>> start Input rows

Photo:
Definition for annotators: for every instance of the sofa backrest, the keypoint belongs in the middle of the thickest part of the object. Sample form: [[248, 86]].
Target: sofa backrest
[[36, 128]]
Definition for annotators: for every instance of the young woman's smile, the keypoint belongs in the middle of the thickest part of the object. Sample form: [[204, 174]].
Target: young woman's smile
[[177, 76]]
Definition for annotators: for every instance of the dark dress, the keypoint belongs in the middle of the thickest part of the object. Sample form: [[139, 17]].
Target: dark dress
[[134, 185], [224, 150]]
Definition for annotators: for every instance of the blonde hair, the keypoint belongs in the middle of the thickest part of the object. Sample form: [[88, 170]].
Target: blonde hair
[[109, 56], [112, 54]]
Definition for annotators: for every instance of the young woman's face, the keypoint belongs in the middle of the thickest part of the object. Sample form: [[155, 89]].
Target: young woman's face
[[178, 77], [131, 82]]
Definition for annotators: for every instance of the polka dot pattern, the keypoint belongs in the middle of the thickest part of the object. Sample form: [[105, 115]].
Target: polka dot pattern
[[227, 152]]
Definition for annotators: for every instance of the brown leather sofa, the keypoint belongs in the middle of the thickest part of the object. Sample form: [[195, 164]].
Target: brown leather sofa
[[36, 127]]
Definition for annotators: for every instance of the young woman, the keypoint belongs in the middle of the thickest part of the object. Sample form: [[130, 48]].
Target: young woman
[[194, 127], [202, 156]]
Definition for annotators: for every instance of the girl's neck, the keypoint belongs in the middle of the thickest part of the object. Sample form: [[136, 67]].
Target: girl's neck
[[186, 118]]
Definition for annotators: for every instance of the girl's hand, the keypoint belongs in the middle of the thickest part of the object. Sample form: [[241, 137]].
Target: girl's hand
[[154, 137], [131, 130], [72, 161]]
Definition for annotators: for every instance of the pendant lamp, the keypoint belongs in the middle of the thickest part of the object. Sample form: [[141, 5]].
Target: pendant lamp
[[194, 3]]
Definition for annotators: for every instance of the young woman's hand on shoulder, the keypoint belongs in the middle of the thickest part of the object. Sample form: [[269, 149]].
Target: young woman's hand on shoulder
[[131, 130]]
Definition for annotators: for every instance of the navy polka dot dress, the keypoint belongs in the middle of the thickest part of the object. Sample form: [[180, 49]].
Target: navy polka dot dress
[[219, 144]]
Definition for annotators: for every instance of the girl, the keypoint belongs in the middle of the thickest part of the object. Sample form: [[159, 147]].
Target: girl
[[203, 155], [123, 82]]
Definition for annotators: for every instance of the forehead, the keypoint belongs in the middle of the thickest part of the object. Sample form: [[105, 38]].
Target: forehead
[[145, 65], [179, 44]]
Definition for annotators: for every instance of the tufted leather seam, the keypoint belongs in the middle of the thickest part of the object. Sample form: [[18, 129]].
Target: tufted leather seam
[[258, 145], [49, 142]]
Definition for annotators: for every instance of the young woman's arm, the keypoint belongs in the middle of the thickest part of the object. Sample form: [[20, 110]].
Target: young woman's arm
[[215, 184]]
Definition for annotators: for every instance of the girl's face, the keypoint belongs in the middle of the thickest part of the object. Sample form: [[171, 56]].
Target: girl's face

>> end Input rows

Copy all of the entries above verbatim, line for line.

Photo:
Definition for annotators: for every instance of the sofa backrest, the keypoint belongs in the middle of the thickest part of the object. Sample form: [[248, 86]].
Target: sofa backrest
[[36, 128]]
Definition for annotators: for every instance of the young woman's smile, the keypoint belongs in the middle of the thickest part of the object. Sample form: [[204, 174]].
Target: young woman's smile
[[177, 76]]
Definition for annotators: for every instance of the dark dress, the keypoint belongs in the middle of the thickest part of the object. Sample form: [[139, 17]].
Target: dark dress
[[134, 185], [224, 150]]
Definition for annotators: for every instance of the blonde hair, the keypoint belongs in the middle of the thickest part of the object. Sample form: [[88, 170]].
Target: blonde hair
[[109, 56], [112, 54]]
Definition for annotators: for every instance of the young woman's face, the keypoint belongs in the middle of the thickest part of the object. Sample form: [[155, 89]].
Target: young woman's face
[[178, 77], [131, 82]]
Definition for annotators: for every instance of the polka dot pattern, the keypoint belongs in the middle of the thickest part of the object. Sample form: [[105, 115]].
Target: polka dot pattern
[[227, 152]]
Definition for annotators: for every instance of the brown leather sofa, the keypoint belongs in the middle of the thickest part of the object. Sample form: [[195, 164]].
Target: brown leather sofa
[[36, 127]]
Definition for annotators: for every instance of the young woman, the keypoint belongs in the middle of the thickest part of the object. Sample form: [[130, 48]].
Target: young woman
[[194, 127], [202, 156]]
Definition for annotators: for every instance of the girl's neck, the keypoint belongs in the middle of the thickest part of the object. Sample form: [[136, 67]].
Target: girl's neck
[[186, 118]]
Definition for annotators: for every instance of the girl's hand, the keypoint belongs in the middle of the thickest part of the object. Sample form: [[241, 137]].
Target: girl's hand
[[154, 137], [131, 130], [72, 161]]
Definition for annotators: for every instance of the pendant lamp, the keypoint belongs in the middle of the thickest part of the object. Sample form: [[141, 5]].
Target: pendant lamp
[[194, 3]]
Definition for annotators: for every instance of the young woman's hand on shoulder, the keypoint belongs in the middle of the thickest part of the object. Sample form: [[269, 149]].
Target: young woman's hand on shoulder
[[131, 130]]
Definition for annotators: for every instance of the navy polka dot dress, the keypoint belongs in the middle of the thickest part of the object. Sample form: [[180, 49]].
Target: navy polka dot dress
[[219, 144]]
Definition for annotators: for every instance of the girl, the keypoint belongs in the middle of the thickest part of the object. Sample form: [[159, 147]].
Target: girl
[[203, 155], [123, 82]]
Definition for annotators: for every instance of the forehead, the keypoint belongs in the middle of the thickest part of the object. Sample form: [[105, 38]].
Target: forehead
[[145, 65], [179, 44]]
Definition for annotators: for every instance of the tufted leather seam, the keypoint belongs in the middle of the thickest part of the object. Sample form: [[18, 129]].
Target: tufted leather seam
[[258, 145], [49, 142]]
Definition for annotators: for every instance of the young woman's arm, the keypoint belongs in the middle of the thickest part of the object. Sample form: [[20, 110]].
Target: young woman's arm
[[215, 184]]
Definition for annotators: for every instance of the girl's face, the keypoint belongs in the middle of the thickest part of the object. Sample form: [[171, 56]].
Target: girl's face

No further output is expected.